Task material:
Start of Block

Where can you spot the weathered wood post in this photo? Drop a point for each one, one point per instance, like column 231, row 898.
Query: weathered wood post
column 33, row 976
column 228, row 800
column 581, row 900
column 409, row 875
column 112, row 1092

End of Block

Your task is to repeat each line of the material exactly.

Expected output:
Where can you spot the weathered wood post in this photo? Drop a point for each one, one point per instance, like column 231, row 898.
Query: weathered wood post
column 33, row 976
column 228, row 800
column 581, row 900
column 409, row 875
column 112, row 1092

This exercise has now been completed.